* Data listing *
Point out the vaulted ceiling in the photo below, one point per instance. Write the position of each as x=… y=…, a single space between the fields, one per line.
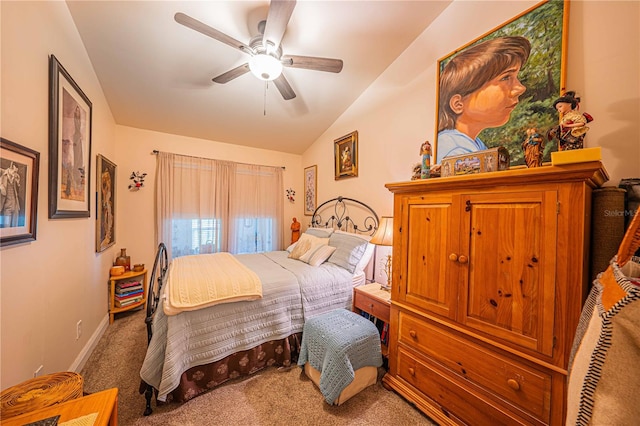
x=157 y=74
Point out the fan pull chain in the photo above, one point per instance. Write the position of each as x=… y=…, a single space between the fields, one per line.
x=266 y=83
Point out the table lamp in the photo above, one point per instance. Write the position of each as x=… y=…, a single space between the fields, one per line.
x=384 y=237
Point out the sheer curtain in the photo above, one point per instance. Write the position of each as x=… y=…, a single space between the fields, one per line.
x=207 y=206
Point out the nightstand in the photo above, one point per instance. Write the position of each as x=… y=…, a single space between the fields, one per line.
x=375 y=301
x=127 y=291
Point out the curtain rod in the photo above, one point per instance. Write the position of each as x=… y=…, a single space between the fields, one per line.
x=156 y=152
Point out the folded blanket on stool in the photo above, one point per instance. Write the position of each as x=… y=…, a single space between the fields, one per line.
x=337 y=344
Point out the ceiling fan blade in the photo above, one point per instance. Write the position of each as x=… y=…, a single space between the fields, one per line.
x=312 y=63
x=277 y=19
x=284 y=88
x=205 y=29
x=231 y=74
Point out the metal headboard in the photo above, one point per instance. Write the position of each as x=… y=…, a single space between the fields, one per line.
x=340 y=218
x=158 y=274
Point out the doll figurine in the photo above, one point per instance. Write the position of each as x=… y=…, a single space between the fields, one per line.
x=573 y=124
x=425 y=151
x=533 y=147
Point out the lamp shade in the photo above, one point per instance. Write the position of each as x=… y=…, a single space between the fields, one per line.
x=384 y=234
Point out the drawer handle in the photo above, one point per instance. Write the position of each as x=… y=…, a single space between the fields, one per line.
x=461 y=259
x=513 y=384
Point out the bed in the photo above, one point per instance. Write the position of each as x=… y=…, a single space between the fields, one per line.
x=193 y=349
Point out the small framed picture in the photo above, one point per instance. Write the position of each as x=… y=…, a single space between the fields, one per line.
x=310 y=190
x=69 y=145
x=346 y=156
x=105 y=203
x=19 y=167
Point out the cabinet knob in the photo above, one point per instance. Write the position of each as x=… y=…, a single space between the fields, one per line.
x=513 y=384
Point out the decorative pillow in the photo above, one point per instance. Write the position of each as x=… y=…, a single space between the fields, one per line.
x=366 y=258
x=307 y=243
x=319 y=232
x=291 y=247
x=349 y=250
x=320 y=255
x=368 y=253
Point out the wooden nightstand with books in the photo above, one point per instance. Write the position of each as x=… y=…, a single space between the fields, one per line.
x=127 y=291
x=374 y=301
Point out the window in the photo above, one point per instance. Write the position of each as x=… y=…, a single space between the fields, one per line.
x=209 y=206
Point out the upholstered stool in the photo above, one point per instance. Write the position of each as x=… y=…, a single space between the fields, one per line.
x=340 y=352
x=40 y=392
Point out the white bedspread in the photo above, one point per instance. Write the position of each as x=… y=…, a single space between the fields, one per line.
x=291 y=292
x=205 y=280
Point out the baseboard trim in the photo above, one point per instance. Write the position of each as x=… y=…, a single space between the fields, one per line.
x=87 y=350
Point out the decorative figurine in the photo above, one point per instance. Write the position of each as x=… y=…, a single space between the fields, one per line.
x=416 y=171
x=138 y=180
x=573 y=124
x=533 y=147
x=425 y=151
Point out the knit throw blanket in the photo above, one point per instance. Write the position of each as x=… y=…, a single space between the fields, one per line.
x=199 y=281
x=337 y=344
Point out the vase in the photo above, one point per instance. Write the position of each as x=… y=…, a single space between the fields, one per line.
x=123 y=260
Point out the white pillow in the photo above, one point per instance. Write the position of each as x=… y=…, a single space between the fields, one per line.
x=368 y=252
x=320 y=255
x=319 y=232
x=349 y=250
x=306 y=244
x=366 y=258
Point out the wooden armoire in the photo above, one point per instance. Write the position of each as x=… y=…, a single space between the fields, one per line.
x=490 y=272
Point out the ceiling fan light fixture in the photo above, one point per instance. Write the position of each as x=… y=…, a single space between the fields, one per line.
x=265 y=67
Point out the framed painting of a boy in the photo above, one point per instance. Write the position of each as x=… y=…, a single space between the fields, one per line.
x=495 y=88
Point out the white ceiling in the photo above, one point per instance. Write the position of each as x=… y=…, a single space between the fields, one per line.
x=156 y=74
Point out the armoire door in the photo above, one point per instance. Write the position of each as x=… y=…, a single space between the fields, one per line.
x=508 y=290
x=429 y=233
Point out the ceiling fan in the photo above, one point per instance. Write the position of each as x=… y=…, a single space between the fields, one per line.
x=265 y=49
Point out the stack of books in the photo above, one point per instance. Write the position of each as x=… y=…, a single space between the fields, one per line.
x=128 y=293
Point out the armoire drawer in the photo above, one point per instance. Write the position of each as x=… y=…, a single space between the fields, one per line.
x=452 y=396
x=509 y=379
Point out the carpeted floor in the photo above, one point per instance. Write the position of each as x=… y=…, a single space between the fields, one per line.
x=270 y=397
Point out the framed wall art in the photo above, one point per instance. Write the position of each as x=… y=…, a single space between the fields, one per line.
x=19 y=168
x=346 y=156
x=310 y=190
x=496 y=87
x=105 y=203
x=69 y=145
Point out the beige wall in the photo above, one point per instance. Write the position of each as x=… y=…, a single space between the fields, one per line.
x=48 y=285
x=397 y=113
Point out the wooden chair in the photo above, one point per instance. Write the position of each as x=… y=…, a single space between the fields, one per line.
x=40 y=392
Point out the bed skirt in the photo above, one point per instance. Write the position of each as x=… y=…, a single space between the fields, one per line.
x=198 y=380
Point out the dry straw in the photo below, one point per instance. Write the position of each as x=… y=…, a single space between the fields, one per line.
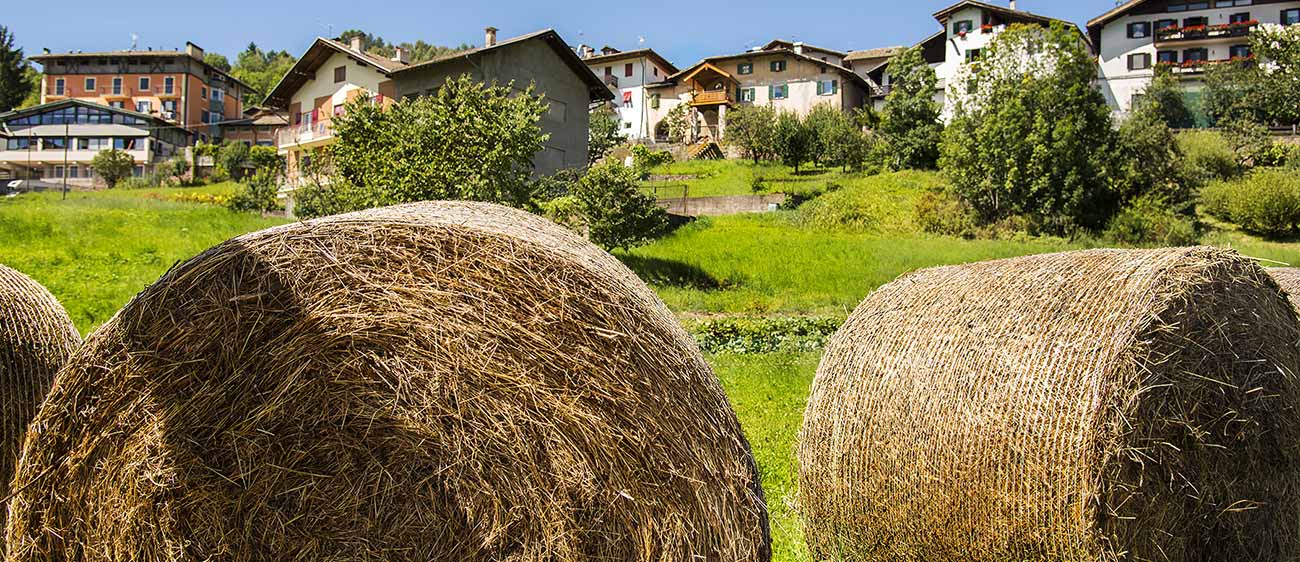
x=437 y=381
x=37 y=337
x=1086 y=406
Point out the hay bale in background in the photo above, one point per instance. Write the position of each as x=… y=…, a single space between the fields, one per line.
x=436 y=381
x=1086 y=406
x=37 y=337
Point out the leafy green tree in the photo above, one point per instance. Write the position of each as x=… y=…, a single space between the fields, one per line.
x=1031 y=137
x=603 y=134
x=615 y=212
x=112 y=165
x=16 y=83
x=753 y=130
x=794 y=141
x=469 y=141
x=909 y=128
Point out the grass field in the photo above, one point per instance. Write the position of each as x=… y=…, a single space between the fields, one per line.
x=96 y=250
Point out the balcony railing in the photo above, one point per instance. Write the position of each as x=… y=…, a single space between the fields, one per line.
x=1207 y=33
x=711 y=98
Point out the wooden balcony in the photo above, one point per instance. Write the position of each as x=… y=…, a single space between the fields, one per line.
x=713 y=98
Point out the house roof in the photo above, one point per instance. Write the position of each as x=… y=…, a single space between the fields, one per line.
x=789 y=46
x=875 y=53
x=637 y=53
x=596 y=87
x=316 y=55
x=46 y=57
x=713 y=61
x=155 y=122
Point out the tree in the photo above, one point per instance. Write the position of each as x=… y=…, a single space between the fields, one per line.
x=794 y=141
x=16 y=83
x=603 y=134
x=1031 y=137
x=753 y=130
x=909 y=128
x=112 y=165
x=469 y=141
x=217 y=61
x=616 y=215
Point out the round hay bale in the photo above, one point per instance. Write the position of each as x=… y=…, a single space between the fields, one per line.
x=37 y=337
x=436 y=381
x=1086 y=406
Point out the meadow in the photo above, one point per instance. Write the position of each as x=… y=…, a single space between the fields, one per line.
x=96 y=250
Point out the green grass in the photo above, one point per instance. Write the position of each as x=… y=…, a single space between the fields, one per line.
x=96 y=250
x=733 y=177
x=768 y=393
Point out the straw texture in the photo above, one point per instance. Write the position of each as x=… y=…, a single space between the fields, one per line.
x=436 y=381
x=1087 y=406
x=37 y=337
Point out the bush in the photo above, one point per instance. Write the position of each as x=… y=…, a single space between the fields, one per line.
x=758 y=336
x=941 y=212
x=1148 y=221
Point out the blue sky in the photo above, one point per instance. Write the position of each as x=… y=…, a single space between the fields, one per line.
x=683 y=31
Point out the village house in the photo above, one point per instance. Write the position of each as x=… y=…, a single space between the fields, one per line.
x=59 y=139
x=785 y=76
x=628 y=73
x=174 y=86
x=967 y=29
x=1186 y=37
x=330 y=74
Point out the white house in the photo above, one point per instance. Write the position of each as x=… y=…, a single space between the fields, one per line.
x=627 y=74
x=1138 y=35
x=967 y=29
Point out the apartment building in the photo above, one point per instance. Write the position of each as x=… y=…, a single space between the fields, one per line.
x=60 y=138
x=785 y=76
x=174 y=86
x=1186 y=37
x=628 y=73
x=967 y=29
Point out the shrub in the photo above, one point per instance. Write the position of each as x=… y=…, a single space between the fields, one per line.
x=1207 y=158
x=943 y=212
x=1149 y=221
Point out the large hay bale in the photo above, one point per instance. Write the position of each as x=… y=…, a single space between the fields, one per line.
x=1086 y=406
x=437 y=381
x=37 y=337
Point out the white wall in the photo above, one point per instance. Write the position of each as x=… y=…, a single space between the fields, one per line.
x=1119 y=85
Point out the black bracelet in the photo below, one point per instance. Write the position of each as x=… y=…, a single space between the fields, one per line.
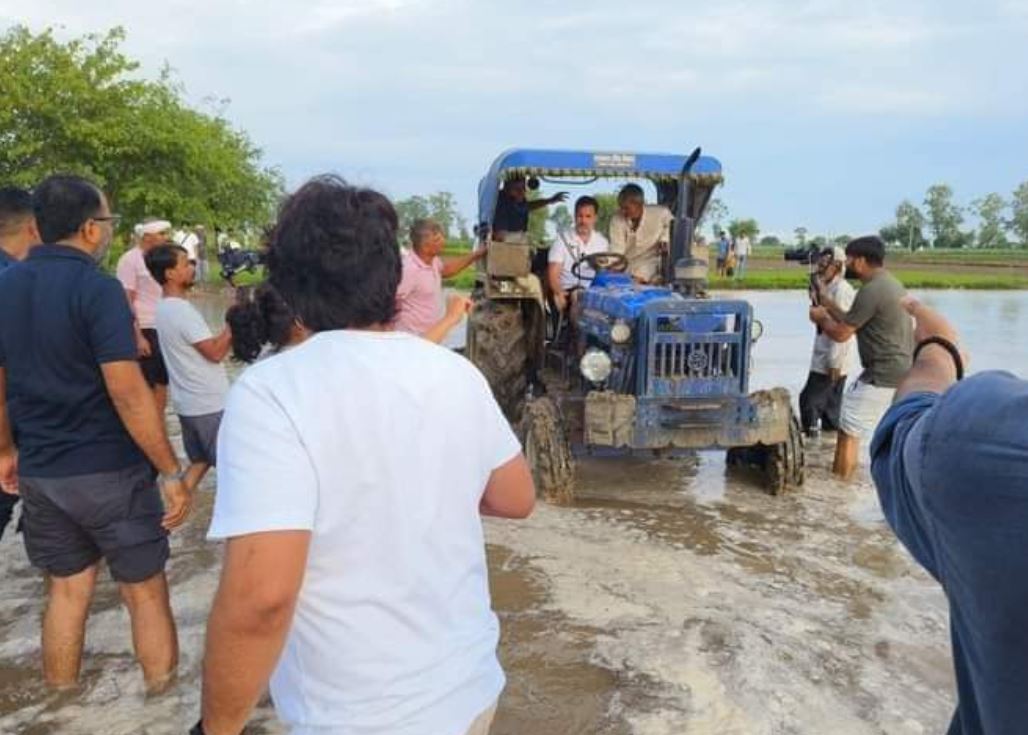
x=945 y=344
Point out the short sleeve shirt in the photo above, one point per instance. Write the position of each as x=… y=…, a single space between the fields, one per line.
x=952 y=479
x=134 y=276
x=568 y=248
x=639 y=245
x=197 y=386
x=380 y=444
x=61 y=319
x=419 y=296
x=884 y=330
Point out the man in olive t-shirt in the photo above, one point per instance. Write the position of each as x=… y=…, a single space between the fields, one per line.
x=884 y=340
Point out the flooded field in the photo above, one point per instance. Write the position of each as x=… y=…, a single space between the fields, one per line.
x=672 y=597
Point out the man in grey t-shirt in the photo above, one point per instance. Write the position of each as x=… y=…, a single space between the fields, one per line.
x=884 y=340
x=193 y=356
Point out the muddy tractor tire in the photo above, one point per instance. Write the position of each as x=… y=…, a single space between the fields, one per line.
x=498 y=344
x=546 y=446
x=782 y=466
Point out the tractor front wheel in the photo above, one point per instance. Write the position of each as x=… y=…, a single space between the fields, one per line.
x=548 y=450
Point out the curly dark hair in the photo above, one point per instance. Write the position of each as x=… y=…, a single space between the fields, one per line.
x=259 y=317
x=334 y=256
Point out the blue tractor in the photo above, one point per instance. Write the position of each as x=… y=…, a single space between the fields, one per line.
x=658 y=369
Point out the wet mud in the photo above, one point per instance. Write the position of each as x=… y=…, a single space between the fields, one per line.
x=672 y=596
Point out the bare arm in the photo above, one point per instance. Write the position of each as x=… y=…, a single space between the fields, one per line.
x=553 y=271
x=452 y=266
x=510 y=491
x=8 y=452
x=252 y=613
x=216 y=348
x=134 y=401
x=456 y=307
x=934 y=370
x=539 y=204
x=141 y=342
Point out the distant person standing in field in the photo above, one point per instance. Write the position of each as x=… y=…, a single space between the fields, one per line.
x=17 y=234
x=88 y=436
x=193 y=356
x=354 y=470
x=144 y=293
x=820 y=399
x=884 y=339
x=742 y=248
x=419 y=297
x=724 y=248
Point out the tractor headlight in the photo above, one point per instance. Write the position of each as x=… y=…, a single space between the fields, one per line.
x=595 y=365
x=621 y=332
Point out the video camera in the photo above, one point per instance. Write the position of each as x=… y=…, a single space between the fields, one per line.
x=809 y=255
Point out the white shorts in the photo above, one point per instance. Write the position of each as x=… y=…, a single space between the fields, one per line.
x=863 y=407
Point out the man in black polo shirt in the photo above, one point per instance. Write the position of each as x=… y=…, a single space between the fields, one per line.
x=17 y=233
x=79 y=440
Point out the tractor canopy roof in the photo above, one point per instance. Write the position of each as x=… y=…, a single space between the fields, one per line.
x=588 y=164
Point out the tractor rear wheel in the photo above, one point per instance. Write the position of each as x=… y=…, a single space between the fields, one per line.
x=548 y=450
x=781 y=466
x=498 y=345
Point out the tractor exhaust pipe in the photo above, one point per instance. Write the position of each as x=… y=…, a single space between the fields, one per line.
x=685 y=272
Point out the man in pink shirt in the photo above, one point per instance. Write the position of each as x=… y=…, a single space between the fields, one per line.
x=144 y=293
x=419 y=298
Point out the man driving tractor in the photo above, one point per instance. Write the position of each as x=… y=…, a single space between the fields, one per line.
x=641 y=232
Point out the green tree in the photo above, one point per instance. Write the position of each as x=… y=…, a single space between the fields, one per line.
x=945 y=217
x=747 y=227
x=908 y=229
x=561 y=218
x=1019 y=214
x=992 y=227
x=442 y=208
x=410 y=210
x=608 y=208
x=76 y=107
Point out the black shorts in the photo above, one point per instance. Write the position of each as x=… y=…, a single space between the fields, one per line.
x=199 y=437
x=153 y=366
x=70 y=522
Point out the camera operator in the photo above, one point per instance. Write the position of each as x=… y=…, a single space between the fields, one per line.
x=949 y=461
x=821 y=397
x=884 y=340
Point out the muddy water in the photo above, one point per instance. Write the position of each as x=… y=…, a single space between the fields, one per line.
x=673 y=596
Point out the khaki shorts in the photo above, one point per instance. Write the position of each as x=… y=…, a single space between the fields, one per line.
x=863 y=407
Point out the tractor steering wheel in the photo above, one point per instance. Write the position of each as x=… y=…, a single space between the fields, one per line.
x=599 y=262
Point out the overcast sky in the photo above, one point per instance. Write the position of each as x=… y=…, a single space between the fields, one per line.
x=823 y=114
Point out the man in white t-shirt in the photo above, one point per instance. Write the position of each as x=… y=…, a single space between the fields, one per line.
x=143 y=293
x=193 y=358
x=742 y=248
x=641 y=232
x=353 y=472
x=571 y=247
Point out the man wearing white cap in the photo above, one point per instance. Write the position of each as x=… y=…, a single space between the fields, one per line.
x=821 y=397
x=144 y=293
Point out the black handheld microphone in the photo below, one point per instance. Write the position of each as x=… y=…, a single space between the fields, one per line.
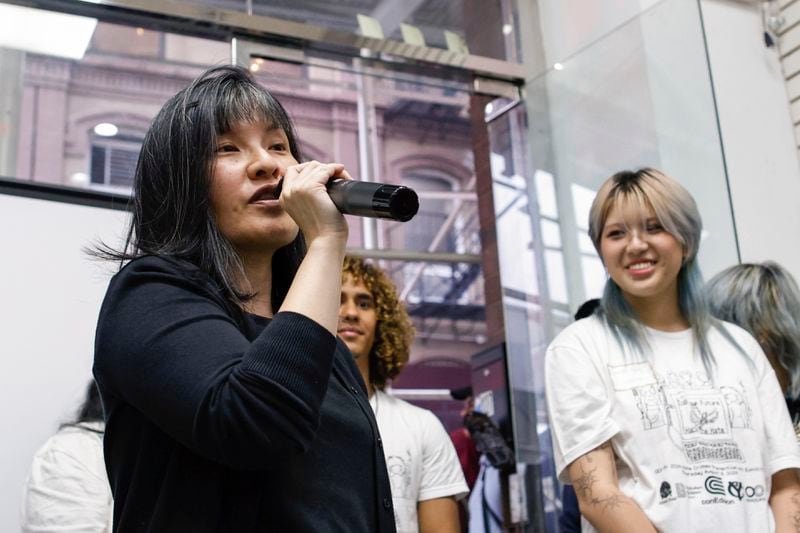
x=371 y=199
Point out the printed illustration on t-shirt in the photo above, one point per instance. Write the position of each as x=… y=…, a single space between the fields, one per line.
x=699 y=417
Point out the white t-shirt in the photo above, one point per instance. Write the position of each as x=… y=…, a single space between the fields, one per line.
x=420 y=457
x=67 y=489
x=696 y=455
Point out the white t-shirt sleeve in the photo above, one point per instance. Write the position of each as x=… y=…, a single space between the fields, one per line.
x=67 y=489
x=578 y=404
x=441 y=471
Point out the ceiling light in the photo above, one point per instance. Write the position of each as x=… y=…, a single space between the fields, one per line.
x=79 y=179
x=106 y=129
x=45 y=32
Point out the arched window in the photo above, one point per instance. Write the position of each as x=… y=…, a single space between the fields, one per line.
x=112 y=160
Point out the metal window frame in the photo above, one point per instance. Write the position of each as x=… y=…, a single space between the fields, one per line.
x=487 y=75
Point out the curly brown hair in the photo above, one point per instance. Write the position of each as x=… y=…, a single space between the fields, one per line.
x=393 y=330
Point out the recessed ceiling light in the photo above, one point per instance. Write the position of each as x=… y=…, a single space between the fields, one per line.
x=45 y=32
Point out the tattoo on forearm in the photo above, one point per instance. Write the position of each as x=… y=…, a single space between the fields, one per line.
x=584 y=484
x=796 y=511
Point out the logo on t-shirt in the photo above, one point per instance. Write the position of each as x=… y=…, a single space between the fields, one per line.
x=715 y=485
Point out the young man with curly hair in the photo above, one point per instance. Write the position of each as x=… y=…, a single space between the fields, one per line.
x=424 y=471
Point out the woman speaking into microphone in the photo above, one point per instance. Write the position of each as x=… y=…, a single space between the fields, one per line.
x=230 y=403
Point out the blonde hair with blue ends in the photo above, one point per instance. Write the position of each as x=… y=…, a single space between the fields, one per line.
x=764 y=299
x=677 y=213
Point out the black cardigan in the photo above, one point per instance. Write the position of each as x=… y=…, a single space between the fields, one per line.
x=223 y=422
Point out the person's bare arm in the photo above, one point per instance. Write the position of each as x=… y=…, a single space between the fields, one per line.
x=784 y=499
x=439 y=515
x=594 y=477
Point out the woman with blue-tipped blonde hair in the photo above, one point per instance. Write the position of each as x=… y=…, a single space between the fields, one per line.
x=764 y=299
x=663 y=417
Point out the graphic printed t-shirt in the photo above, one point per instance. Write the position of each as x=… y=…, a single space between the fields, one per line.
x=420 y=457
x=696 y=454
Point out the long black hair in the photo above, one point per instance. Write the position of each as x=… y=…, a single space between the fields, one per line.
x=172 y=214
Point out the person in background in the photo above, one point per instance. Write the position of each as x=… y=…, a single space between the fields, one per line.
x=764 y=299
x=468 y=455
x=569 y=521
x=67 y=488
x=664 y=418
x=425 y=474
x=230 y=404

* What the task asks *
Rewrite the records starting with the line that contains "Point out the beige" and going on through the line that contains "x=616 y=215", replacing "grass field" with "meadow" and changing nothing else. Leave the pictures out.

* Response to this exercise *
Point out the beige wall in the photo above, one point per instance. Write the position of each as x=… y=…, a single space between the fields, one per line.
x=48 y=285
x=397 y=113
Point out the wooden chair in the photo above, one point per instance. Write the position of each as x=… y=…, a single space between the fields, one per line.
x=40 y=392
Point out the bed skirt in the photo above, one point per instance. Write the position of each as x=… y=…, a single space between the fields, one per line.
x=198 y=380
Point out the dry straw in the photo below, one point per instance. Write the position of each as x=… y=…, a single space between the fields, one per line.
x=437 y=381
x=37 y=337
x=1086 y=406
Point out the hay bale in background in the photo above, one point per instance. Write the position of each as x=… y=…, a single space between the fields, one per line.
x=436 y=381
x=1086 y=406
x=37 y=337
Point out the leafy green tree in the photo above, one point per instance. Write the position of each as x=… y=…, a single space between the fields, one per line.
x=1031 y=137
x=603 y=134
x=615 y=212
x=112 y=165
x=16 y=83
x=753 y=130
x=794 y=141
x=469 y=141
x=909 y=128
Point out the meadow in the photo above, one point per instance. Write the position of each as x=… y=…, a single space between the fields, one per line.
x=96 y=250
Point out the balcony railing in the photo above, one point per instance. Write the position of each as x=… y=…, a single space between the fields, one per line.
x=1207 y=33
x=711 y=98
Point out the wooden balcony in the photo above, one point per instance. Write the position of each as x=… y=…, a single space between the fields, one per line.
x=713 y=98
Point out the house roof in the photo above, one point per instance. Write the position of each as x=… y=…, a single space between the fields, one per line.
x=789 y=46
x=875 y=53
x=637 y=53
x=596 y=87
x=316 y=55
x=46 y=57
x=713 y=61
x=155 y=122
Point out the tree in the photo above, one point per instance. Write the position of each as x=… y=…, a single space between the fields, one per line.
x=794 y=141
x=16 y=83
x=603 y=134
x=1031 y=137
x=753 y=130
x=909 y=128
x=112 y=165
x=469 y=141
x=217 y=61
x=616 y=215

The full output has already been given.